Excerpted text:
* * * * * * *
After all these years, it still surprises me that people have the same old fake psychic cold readers on their TV shows. From Orac, I learned last week that Dr. Phil was going to have John Edward and Char Marglois on his show January 10. Can the producers of this show not have heard of the lame cold reading tricks these people use to fool their marks? It’s not as if they couldn’t have contacted the JREF for a detailed explanation of how it’s done (along with the information that Edward and others refuse to be tested for Randi’s million dollar prize, under controlled conditions). It’s also not as if there aren’t a number of skeptical web sites that have also explained this in some detail. Six years ago, I wrote John Edward Re-revisited - a detailed analysis of one of John Edward’s appearances on Larry King. In it I explained the psychology of the scam – for example, how the mark will feel the need to “help” the fake psychic, by suggesting answers and accepting misses as hits. And yet this is Dr. Phil. Isn’t he supposed to be some sort of psychologist? Surely, of all people, Dr. Phil should recognize the psychology of the shell game being played. Shouldn’t Dr. Phil, with his expertize in psychology, be the one to expose this racket rather than promote it? Well, except that his wife is obviously a credulous believer (more of that later). And ratings were also a factor – he showed a huge pile of emails from people wanting to get on the show. (Note to the producers – you don’t have to print out emails.)
Still, this would be an opportunity to play Cold Reader Bingo – to see how many regular cold reader tricks are used in a short period of time. Now, I’m sad to report that I didn’t get a complete line with the chart I randomly chose to use, but I did get hits on 12 out of 25 squares – not bad. And although the bingo card is obviously meant to make fun of these cold readers, its purpose is also serious – it exposes the lame tricks that they use again and again to fool their marks. Click on the Cold Reader Bingo link. In addition to the (randomizable) card, each of the cold reader tricks are explained in more detail in that post.
Against my better judgment, I decided to watch the show with a view to breaking down the techniques used. Doing this, I realized how much I miss Larry King. Yes, he would have these bozos on his show but at least CNN would publish a transcript so you could easily compare the guesses with what the mark actually agreed to. Well, there is no transcript that I could find, so I had to transcribe my own version – not word perfect, but good enough to demonstrate what was going on.
* * * * * * *
Data provided:
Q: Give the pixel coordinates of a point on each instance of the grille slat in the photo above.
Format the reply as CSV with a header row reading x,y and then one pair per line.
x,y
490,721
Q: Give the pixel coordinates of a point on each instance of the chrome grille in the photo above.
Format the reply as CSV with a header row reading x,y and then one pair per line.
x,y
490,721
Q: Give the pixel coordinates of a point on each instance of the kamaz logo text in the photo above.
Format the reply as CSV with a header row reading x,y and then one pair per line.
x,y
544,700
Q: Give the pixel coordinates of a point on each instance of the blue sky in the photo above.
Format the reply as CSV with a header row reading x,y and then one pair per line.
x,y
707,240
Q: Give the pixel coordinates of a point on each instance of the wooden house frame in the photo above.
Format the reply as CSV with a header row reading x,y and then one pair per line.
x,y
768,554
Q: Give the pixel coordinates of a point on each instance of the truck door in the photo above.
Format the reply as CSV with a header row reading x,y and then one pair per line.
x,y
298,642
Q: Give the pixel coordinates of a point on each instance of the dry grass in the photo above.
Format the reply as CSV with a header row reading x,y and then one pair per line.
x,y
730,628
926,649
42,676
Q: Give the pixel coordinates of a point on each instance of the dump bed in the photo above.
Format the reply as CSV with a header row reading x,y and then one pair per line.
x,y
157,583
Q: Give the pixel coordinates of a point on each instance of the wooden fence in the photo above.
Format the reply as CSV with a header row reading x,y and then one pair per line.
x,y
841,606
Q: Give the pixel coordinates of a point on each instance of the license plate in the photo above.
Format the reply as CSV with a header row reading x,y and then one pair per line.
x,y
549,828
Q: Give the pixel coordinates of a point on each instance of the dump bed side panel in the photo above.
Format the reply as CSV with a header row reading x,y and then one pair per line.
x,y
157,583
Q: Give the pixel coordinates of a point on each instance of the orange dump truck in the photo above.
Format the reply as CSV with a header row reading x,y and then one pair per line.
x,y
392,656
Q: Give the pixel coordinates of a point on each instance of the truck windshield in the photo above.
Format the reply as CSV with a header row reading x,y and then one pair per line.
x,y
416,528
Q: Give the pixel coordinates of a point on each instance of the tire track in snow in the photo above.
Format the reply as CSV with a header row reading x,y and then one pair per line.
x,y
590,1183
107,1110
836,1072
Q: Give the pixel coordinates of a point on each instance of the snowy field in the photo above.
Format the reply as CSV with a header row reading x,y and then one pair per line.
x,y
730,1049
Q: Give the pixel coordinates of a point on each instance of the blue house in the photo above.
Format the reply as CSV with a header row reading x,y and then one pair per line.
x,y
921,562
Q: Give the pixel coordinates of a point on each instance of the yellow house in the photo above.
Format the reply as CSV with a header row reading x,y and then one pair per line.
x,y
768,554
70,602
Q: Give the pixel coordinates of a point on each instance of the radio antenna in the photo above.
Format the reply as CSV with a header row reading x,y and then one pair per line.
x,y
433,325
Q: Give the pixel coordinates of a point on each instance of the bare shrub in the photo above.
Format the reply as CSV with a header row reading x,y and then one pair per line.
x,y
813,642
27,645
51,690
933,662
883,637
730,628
* * * * * * *
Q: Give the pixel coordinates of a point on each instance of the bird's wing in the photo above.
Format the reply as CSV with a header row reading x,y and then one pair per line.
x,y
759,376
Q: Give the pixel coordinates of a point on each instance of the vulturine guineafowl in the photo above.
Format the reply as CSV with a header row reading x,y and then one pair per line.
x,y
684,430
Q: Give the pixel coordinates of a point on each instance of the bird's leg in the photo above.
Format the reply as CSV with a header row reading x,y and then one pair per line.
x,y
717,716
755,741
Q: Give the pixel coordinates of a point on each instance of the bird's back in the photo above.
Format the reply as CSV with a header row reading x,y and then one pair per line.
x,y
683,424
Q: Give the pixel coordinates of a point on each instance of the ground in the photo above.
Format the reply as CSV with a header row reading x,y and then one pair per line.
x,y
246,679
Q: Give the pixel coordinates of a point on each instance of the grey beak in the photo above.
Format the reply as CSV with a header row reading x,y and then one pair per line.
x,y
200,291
* * * * * * *
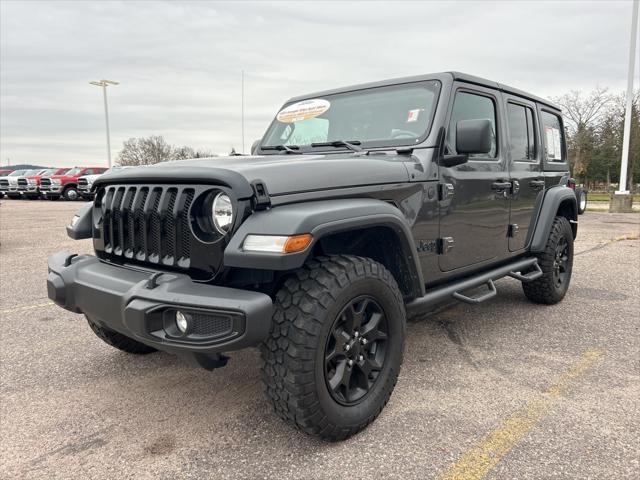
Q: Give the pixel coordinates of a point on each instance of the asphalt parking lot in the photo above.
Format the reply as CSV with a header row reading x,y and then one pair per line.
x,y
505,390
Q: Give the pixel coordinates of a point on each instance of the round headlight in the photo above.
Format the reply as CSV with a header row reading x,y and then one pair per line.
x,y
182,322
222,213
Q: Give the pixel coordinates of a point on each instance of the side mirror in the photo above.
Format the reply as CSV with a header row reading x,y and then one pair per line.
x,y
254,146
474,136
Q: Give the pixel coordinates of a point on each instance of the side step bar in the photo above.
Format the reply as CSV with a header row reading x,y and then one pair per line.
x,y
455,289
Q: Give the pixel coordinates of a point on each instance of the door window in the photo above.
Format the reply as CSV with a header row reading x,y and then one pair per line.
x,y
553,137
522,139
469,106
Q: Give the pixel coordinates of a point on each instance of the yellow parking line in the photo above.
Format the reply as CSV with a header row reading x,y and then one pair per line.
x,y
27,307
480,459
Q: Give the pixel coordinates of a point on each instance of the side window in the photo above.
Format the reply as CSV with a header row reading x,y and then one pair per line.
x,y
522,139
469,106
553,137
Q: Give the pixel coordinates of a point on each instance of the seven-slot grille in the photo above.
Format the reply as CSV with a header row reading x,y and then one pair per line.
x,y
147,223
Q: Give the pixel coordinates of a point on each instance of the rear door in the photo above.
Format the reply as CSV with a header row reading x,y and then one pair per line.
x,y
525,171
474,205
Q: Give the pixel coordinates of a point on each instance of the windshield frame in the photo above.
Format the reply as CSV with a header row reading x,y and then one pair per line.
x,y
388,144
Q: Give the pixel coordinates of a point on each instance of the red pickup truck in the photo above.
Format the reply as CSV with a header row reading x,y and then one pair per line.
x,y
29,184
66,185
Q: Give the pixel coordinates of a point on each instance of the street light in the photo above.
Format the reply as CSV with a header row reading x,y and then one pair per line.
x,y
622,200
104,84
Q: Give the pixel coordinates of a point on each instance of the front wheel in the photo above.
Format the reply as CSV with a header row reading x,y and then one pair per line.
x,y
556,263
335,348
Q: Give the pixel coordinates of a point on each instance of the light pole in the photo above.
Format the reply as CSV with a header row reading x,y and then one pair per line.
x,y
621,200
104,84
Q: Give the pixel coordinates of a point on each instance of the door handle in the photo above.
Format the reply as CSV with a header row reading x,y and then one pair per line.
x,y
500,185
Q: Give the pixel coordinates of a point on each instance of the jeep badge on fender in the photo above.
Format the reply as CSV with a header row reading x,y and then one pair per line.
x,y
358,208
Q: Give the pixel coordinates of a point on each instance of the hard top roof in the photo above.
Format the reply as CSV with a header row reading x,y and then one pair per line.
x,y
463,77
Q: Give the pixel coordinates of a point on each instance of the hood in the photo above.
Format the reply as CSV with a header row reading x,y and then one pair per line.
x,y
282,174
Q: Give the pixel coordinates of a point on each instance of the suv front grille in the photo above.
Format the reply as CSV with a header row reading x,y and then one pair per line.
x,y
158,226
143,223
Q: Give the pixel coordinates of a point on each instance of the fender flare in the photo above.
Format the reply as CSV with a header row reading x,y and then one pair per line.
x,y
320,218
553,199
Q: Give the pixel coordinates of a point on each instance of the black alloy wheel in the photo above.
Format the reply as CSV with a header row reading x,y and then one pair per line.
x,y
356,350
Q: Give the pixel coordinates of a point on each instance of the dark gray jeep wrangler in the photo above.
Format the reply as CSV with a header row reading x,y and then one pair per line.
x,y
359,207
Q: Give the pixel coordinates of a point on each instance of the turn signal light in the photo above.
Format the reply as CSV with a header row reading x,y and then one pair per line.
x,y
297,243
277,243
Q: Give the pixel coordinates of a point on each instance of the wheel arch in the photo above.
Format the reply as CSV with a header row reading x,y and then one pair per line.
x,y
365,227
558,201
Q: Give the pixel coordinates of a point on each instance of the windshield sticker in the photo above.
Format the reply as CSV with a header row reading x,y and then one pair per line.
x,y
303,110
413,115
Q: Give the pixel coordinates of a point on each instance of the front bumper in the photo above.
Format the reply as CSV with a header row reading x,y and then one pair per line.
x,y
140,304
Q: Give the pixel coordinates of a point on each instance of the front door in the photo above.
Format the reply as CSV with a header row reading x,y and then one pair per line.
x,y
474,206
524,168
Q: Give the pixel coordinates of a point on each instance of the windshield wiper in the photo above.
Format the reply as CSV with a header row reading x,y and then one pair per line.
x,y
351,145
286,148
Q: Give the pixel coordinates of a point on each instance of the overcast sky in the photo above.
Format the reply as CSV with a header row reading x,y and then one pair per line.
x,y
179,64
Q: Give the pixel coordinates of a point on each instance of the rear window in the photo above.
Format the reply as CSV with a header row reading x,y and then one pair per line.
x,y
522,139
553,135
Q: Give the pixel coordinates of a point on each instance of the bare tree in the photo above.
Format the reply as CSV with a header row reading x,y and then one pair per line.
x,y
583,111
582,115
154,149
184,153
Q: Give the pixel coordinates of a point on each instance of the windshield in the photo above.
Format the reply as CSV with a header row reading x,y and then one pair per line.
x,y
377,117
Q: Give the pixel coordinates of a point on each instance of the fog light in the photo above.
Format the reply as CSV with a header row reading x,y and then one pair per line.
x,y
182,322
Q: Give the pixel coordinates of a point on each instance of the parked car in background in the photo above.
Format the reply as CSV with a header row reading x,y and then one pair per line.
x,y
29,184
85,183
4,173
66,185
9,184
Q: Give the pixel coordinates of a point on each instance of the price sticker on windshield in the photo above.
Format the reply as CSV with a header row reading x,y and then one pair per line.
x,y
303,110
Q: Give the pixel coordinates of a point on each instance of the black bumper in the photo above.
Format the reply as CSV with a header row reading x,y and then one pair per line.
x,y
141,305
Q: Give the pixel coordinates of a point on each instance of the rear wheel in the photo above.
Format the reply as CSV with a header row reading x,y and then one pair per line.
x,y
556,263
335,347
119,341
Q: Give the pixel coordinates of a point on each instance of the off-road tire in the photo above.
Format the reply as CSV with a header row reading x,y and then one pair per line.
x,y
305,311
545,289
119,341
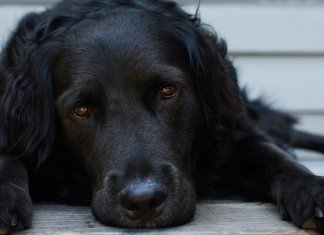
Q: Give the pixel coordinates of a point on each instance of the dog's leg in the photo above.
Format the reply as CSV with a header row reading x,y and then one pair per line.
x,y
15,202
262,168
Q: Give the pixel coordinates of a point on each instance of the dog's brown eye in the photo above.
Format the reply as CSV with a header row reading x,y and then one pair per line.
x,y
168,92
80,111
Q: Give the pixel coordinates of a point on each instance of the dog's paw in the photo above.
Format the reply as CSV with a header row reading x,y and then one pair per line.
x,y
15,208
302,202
* * * * * * *
Problem to work on: Please reproduce the passage from the post about psychic cold readers, starting at "Still, this would" and ending at "in that post.".

Result of the task:
Still, this would be an opportunity to play Cold Reader Bingo – to see how many regular cold reader tricks are used in a short period of time. Now, I’m sad to report that I didn’t get a complete line with the chart I randomly chose to use, but I did get hits on 12 out of 25 squares – not bad. And although the bingo card is obviously meant to make fun of these cold readers, its purpose is also serious – it exposes the lame tricks that they use again and again to fool their marks. Click on the Cold Reader Bingo link. In addition to the (randomizable) card, each of the cold reader tricks are explained in more detail in that post.